Could you turn every line of the rows below into a JSON list of strings, one string per line, with blank lines dropped and the pictures left out?

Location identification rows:
------------------------------------------------------------
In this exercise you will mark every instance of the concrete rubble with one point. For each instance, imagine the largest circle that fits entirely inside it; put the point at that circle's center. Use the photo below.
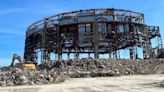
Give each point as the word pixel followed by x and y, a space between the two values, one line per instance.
pixel 59 71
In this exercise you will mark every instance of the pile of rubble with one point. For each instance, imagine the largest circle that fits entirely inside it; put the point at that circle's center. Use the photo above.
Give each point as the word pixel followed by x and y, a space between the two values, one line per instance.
pixel 17 76
pixel 58 71
pixel 102 67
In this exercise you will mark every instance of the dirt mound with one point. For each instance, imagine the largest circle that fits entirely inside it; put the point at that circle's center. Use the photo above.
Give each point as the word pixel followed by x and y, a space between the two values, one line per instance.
pixel 54 72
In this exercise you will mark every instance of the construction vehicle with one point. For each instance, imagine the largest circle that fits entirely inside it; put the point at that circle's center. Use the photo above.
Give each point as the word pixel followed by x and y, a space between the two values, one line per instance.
pixel 23 64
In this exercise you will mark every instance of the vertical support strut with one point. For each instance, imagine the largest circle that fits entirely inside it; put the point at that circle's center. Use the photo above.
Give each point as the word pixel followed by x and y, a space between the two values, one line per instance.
pixel 95 30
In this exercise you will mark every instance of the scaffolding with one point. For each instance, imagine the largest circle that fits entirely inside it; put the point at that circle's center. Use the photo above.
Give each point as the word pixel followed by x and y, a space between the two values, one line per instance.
pixel 92 31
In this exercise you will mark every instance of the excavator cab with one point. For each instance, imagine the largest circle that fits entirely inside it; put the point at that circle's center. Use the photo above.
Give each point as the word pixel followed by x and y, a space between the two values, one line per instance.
pixel 23 64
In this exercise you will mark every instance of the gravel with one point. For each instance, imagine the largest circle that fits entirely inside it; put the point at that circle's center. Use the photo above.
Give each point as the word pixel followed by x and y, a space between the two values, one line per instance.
pixel 59 71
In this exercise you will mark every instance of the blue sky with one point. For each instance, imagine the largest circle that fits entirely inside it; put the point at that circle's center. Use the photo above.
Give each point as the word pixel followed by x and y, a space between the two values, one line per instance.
pixel 17 15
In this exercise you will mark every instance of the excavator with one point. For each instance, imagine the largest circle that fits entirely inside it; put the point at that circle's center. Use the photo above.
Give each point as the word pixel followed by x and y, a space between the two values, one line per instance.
pixel 23 64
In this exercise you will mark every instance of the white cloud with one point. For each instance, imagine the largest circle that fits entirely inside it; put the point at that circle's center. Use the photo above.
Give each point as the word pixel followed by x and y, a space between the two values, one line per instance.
pixel 12 32
pixel 12 10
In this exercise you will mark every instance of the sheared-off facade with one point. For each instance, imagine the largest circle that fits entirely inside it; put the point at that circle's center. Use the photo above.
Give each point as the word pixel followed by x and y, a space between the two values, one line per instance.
pixel 92 31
------------------------------------------------------------
_Output_:
[
  "In this exercise you will mark every instance of the concrete rubble with one point. For each instance, imagine the largest circle that fits entirely inside it; put the point at that circle's center. Use the photo below.",
  "Give each point as the word pixel followed by x and y, a space between the two values, one line per instance.",
  "pixel 59 71",
  "In this exercise you will mark every instance of the pile of rubble with one point. For each instance, imagine the largest circle that fits entirely inside it; put the point at that circle's center. Use the photo above.",
  "Give each point as the word pixel followed by x and y, a space between the two values, one line per instance.",
  "pixel 17 76",
  "pixel 58 71",
  "pixel 102 67",
  "In this exercise you will mark every instance of the dirt mound with one point. For each instance, imagine the largest circle that fits entirely inside it; put the point at that circle's center. Use the photo above.",
  "Give each point as the word pixel followed by x and y, a space between the two values, one line per instance.",
  "pixel 54 72",
  "In this exercise you will mark every instance of the construction vehicle with one point. For each instance, imagine the largest circle that fits entirely inside it; put the point at that circle's center. Use the photo above.",
  "Give each point as the word pixel followed by x and y, a space between the two values, one line per instance.",
  "pixel 23 64",
  "In this exercise you will mark every instance of the vertical support strut with one point. For each instance, imagine the largest circle that fits entirely inside it; put the point at that circle's center. Use the photo above.",
  "Give each point as the word pixel followed by x and y, a space between the two values, one line per instance.",
  "pixel 95 30",
  "In this exercise you will mark every instance of the scaffolding with one point. For each instance, imagine the largest circle that fits entirely inside it; put the point at that circle's center. Use the photo above.",
  "Give each point as the word pixel followed by x and y, a space between the two values, one line per instance.",
  "pixel 92 31",
  "In this exercise you will mark every instance of the excavator cab with one point. For each instance, imagine the largest circle that fits entirely inside it; put the point at that circle's center. Use the photo above.",
  "Give each point as the word pixel followed by x and y, a space between the two values, one line per instance.",
  "pixel 23 64",
  "In this exercise you will mark every instance of the gravel with one point. For each instance, imagine the largest circle that fits entirely inside it; put the point at that circle's center. Use the photo above.",
  "Give each point as the word pixel followed by x and y, a space between the two values, one line per instance.",
  "pixel 59 71",
  "In this exercise you will mark every instance of the blue sky with one point. For each instance, imagine the largest circle that fits entirely inside it; put the point at that circle's center. Use the photo above.",
  "Give each point as the word pixel followed by x and y, a space between the two values, one line per instance.",
  "pixel 17 15",
  "In this exercise you will mark every instance of the excavator with one point. For each instance, imagine the largest circle that fits entirely inside it; put the point at that circle's center. Use the photo above.",
  "Give each point as the word pixel followed by x and y, a space between the two values, one line per instance.",
  "pixel 23 64",
  "In this exercise you will mark every instance of the white cloud with one point. For each instance, imagine the largest circle that fits entirely inside it; put the point at that circle's center. Use the photo above.",
  "Give each point as the word pixel followed by x and y, a space between the two values, one line per instance.",
  "pixel 12 32",
  "pixel 12 10",
  "In this exercise you will mark every instance of the sheared-off facade with one point. For each instance, imagine the largest circle that fits entirely inside it; put the point at that circle's center. Use the photo above.",
  "Give each point as the word pixel followed by x and y, a space between the two values, one line per instance.",
  "pixel 92 31"
]